Position annotation records:
·····

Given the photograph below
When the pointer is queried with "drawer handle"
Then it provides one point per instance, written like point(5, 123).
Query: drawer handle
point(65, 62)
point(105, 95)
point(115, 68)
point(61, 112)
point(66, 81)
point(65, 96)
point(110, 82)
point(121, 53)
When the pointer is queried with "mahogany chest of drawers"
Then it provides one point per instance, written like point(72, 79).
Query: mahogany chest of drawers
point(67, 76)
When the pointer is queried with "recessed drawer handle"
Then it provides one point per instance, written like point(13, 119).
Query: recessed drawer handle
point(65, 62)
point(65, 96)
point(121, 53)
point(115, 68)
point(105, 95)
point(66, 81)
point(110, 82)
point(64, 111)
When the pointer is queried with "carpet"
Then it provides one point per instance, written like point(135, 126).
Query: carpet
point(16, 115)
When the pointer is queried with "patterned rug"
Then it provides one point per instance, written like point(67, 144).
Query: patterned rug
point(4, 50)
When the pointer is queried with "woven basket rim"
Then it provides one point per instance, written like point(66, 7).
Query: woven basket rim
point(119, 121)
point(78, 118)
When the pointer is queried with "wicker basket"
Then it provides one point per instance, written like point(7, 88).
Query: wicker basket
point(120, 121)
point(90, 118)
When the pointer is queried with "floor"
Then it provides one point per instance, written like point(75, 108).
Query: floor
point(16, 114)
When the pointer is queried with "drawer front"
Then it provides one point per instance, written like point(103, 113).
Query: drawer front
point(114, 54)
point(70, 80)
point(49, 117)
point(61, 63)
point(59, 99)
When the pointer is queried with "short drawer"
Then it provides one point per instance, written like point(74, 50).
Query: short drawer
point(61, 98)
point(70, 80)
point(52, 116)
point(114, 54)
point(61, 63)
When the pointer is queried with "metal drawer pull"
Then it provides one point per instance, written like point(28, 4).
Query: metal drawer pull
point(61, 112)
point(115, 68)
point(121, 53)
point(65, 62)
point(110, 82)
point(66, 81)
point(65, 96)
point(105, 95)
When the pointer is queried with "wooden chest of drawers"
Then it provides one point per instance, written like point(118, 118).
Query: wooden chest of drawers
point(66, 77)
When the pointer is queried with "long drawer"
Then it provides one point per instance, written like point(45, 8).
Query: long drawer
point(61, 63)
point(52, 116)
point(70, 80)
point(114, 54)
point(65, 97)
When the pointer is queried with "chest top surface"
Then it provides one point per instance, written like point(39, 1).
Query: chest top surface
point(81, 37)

·····

Return every line of the material above verbatim, with no changes.

Completed task >>
Given the photograph below
When the pointer is queried with "drawer handle"
Then it provides one point per instance, written like point(5, 123).
Query: drawer handle
point(65, 62)
point(105, 95)
point(115, 68)
point(61, 112)
point(66, 81)
point(65, 96)
point(110, 82)
point(121, 53)
When the pointer is queried with "mahogany chest of drawers"
Then it provides one point per instance, written like point(72, 79).
Query: mahogany chest of drawers
point(67, 76)
When the pointer is queried with "recessed drawer handle"
Then it provides one point per instance, written like point(13, 119).
Query: recessed drawer handle
point(65, 62)
point(65, 96)
point(121, 53)
point(115, 68)
point(105, 95)
point(66, 81)
point(110, 82)
point(64, 111)
When the pointer is queried with "carpet"
Then it provides one point per instance, written like point(135, 126).
Query: carpet
point(16, 115)
When the pointer is queried with "patterned rug"
Then it provides one point per instance, written like point(67, 144).
Query: patterned rug
point(4, 50)
When the pointer is queried with "woven basket rim"
Then it provides one point per instance, written like point(66, 7).
Query: woven basket rim
point(119, 121)
point(78, 118)
When the pointer is queried with "wicker basket"
Then it provides one point per instance, written like point(7, 88).
Query: wicker basket
point(120, 121)
point(90, 118)
When the pointer is queried with "floor"
Then it provides one point per instance, written like point(75, 108).
Query: floor
point(16, 114)
When the pointer is queried with "drawer front"
Then it provides one point per instance, written like point(103, 113).
Query: drawer front
point(114, 54)
point(70, 80)
point(49, 117)
point(61, 63)
point(59, 99)
When the pointer is queried with "short drawer"
Then it provides one point per instance, written like point(74, 50).
Query: short drawer
point(61, 98)
point(70, 80)
point(52, 116)
point(114, 54)
point(61, 63)
When the pointer is queried with "metal drawer pull"
Then it provides one point per instance, written like point(28, 4).
Query: metal drawer pull
point(61, 112)
point(115, 68)
point(121, 53)
point(65, 62)
point(110, 82)
point(66, 81)
point(65, 96)
point(105, 95)
When the pointer is queried with "wooden chest of drawers"
Then it provides one point per instance, written like point(118, 118).
Query: wooden chest of drawers
point(66, 77)
When the pointer is queried with "long drawer"
Then it provides one point per instance, written like point(45, 8).
Query: long drawer
point(61, 63)
point(52, 116)
point(70, 80)
point(114, 54)
point(65, 97)
When the pointer is queried with "chest top surface"
Then it provides one point per instance, written like point(39, 1).
Query: chest top surface
point(81, 37)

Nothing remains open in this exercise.